## WHAT IS BEING ASKED
Count how many lines in the records below contain the string "road", matching case exactly, and give only that number.

◇ ◇ ◇ ◇ ◇ ◇ ◇

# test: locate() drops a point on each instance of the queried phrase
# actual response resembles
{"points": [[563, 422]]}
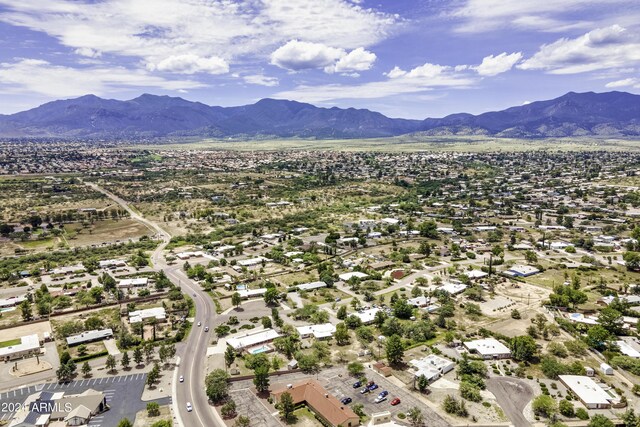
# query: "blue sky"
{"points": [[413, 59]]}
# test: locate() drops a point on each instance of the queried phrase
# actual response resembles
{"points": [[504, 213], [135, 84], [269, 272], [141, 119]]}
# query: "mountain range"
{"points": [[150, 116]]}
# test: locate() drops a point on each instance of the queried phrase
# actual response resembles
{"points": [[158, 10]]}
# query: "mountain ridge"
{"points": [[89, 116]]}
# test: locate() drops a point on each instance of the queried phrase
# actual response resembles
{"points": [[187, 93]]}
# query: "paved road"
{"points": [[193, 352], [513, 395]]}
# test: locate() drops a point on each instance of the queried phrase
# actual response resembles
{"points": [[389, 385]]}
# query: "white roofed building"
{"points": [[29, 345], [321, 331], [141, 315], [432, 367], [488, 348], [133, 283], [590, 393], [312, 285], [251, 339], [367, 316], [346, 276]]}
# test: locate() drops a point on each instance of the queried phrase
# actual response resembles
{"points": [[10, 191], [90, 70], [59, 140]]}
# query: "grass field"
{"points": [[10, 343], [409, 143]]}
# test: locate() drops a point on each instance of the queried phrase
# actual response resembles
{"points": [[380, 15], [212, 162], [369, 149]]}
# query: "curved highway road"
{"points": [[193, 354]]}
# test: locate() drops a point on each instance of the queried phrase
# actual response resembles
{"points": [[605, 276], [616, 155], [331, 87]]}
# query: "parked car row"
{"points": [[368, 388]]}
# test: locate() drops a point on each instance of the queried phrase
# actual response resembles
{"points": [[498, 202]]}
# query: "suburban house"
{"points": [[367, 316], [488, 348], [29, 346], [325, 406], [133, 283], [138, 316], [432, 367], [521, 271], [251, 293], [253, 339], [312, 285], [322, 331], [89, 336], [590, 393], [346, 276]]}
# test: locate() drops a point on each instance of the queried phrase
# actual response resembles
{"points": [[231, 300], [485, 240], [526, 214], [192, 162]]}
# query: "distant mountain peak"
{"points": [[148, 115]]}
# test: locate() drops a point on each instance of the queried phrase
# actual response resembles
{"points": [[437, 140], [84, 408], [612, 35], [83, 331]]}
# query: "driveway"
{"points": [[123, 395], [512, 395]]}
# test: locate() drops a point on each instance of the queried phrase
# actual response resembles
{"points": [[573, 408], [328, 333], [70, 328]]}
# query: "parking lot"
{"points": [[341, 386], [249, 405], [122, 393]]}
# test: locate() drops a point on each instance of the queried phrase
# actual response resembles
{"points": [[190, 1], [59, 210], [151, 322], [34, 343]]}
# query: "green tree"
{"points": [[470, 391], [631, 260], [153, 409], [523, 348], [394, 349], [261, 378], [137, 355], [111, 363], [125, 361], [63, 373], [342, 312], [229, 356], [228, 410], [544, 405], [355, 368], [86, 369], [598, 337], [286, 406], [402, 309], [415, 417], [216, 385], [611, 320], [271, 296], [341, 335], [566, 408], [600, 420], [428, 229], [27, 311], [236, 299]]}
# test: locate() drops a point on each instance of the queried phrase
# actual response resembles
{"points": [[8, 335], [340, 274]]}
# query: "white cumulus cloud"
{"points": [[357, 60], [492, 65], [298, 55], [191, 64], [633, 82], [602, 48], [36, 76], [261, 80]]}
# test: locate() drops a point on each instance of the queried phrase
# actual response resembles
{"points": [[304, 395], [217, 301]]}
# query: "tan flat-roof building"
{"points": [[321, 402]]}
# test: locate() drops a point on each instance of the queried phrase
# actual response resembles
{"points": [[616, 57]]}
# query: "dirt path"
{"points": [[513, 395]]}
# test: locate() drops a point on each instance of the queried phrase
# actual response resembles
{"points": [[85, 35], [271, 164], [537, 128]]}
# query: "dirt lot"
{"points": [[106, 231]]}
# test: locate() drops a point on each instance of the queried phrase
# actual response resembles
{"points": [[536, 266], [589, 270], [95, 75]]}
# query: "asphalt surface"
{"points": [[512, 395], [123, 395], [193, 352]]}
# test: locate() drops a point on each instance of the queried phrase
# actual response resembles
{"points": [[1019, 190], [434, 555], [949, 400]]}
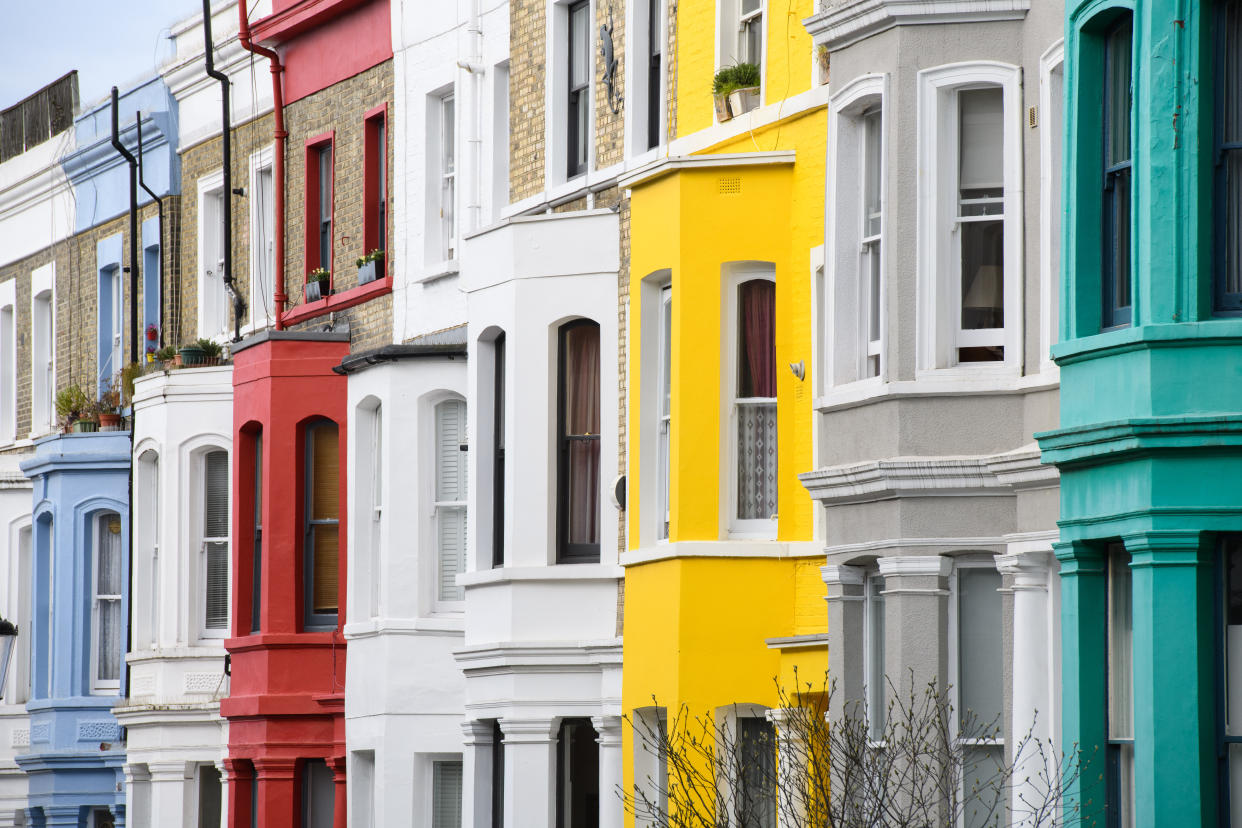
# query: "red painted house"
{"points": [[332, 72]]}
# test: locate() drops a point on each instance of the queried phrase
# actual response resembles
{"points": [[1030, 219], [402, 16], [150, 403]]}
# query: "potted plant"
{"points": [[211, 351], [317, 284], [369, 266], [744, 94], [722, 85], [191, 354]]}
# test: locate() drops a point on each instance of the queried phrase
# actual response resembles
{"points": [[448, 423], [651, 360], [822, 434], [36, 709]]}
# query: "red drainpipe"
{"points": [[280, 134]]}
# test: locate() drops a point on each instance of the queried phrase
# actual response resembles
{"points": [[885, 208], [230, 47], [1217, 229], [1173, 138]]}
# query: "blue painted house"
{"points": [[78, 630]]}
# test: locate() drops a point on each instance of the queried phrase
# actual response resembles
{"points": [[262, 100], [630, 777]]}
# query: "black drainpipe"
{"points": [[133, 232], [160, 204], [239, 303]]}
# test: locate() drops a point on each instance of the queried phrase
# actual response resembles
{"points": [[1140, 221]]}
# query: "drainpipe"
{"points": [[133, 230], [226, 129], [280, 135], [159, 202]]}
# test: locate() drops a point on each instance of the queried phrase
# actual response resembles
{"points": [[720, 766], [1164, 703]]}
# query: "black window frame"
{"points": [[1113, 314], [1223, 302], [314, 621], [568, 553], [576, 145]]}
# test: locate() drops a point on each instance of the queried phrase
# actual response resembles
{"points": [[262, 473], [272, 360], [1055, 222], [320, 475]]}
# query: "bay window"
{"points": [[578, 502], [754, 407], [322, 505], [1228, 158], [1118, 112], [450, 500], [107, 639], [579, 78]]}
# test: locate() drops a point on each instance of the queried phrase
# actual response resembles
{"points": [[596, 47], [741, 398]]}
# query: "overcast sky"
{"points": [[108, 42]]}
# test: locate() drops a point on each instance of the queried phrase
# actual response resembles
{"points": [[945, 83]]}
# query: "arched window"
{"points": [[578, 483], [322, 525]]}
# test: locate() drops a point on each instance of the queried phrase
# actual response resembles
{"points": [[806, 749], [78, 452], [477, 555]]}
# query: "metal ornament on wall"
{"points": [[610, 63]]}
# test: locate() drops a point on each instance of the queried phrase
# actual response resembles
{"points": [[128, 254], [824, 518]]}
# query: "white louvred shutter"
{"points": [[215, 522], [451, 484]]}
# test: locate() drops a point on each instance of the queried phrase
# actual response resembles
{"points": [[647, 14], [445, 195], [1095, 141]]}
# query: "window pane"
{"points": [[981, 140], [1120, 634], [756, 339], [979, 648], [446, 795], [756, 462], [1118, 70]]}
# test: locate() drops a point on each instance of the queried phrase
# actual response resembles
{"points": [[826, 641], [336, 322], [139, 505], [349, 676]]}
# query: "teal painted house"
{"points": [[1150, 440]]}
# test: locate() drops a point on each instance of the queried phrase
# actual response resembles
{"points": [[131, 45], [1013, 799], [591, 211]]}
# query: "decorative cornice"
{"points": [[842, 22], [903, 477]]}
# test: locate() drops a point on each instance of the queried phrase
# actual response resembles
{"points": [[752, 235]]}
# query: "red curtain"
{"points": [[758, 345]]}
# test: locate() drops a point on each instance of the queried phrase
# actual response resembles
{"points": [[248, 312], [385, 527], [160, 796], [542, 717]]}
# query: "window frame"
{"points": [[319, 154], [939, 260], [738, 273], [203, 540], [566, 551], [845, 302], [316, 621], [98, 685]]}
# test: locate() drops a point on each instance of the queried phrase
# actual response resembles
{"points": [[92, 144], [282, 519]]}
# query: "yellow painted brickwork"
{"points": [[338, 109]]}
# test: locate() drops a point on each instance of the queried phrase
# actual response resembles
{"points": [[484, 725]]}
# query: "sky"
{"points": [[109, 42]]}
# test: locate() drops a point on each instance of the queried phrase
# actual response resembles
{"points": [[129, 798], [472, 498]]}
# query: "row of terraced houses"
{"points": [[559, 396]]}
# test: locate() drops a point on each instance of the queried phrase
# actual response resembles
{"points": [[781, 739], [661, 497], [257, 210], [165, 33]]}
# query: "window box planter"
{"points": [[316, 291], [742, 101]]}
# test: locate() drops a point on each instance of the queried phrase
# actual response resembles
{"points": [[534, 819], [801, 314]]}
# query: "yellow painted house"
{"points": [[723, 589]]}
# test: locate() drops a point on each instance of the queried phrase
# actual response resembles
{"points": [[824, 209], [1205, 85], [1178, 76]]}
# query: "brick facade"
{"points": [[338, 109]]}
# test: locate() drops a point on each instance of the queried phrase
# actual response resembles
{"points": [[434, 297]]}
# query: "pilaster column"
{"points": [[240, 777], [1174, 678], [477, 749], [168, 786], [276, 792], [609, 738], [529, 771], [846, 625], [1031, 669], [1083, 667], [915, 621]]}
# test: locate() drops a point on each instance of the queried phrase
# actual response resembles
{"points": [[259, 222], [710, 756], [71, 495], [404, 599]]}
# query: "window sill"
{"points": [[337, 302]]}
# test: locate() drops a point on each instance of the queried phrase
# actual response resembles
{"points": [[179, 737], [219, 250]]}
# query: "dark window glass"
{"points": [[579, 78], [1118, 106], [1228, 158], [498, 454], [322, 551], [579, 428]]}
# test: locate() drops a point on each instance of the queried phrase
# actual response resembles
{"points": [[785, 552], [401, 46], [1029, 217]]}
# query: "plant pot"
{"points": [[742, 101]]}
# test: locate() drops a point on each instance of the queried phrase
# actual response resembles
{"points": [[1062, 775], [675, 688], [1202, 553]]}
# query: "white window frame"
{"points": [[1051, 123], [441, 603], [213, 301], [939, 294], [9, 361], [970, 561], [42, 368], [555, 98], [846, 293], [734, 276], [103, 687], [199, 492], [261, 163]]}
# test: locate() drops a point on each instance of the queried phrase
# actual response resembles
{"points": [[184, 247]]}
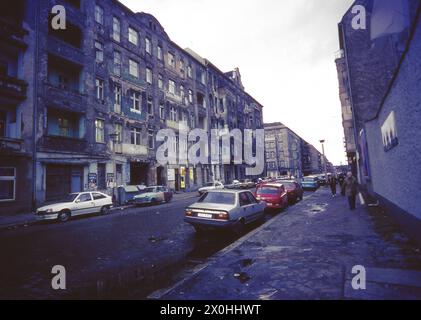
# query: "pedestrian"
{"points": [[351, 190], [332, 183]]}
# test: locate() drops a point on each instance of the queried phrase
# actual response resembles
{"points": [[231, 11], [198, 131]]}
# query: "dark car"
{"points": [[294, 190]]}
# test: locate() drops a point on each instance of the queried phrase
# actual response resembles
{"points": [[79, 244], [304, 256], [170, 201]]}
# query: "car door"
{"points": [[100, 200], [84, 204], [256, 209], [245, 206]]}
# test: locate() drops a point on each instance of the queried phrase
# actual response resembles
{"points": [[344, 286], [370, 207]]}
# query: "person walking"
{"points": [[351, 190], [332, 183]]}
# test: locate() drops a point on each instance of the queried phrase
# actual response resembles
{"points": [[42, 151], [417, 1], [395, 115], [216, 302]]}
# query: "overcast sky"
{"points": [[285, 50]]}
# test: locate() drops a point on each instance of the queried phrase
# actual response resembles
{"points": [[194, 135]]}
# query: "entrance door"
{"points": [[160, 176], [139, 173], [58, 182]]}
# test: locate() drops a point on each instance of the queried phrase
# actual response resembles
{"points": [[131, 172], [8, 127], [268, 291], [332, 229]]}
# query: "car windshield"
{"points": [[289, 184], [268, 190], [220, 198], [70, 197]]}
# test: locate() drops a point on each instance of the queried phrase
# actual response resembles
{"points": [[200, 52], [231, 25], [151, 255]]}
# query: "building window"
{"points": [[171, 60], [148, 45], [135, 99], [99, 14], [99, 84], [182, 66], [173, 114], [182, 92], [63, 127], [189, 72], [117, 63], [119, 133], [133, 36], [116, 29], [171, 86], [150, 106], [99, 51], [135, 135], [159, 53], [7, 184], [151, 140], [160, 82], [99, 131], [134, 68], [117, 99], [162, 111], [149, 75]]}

◇ ◇ ◇ ◇ ◇ ◇ ◇

## REPLY
2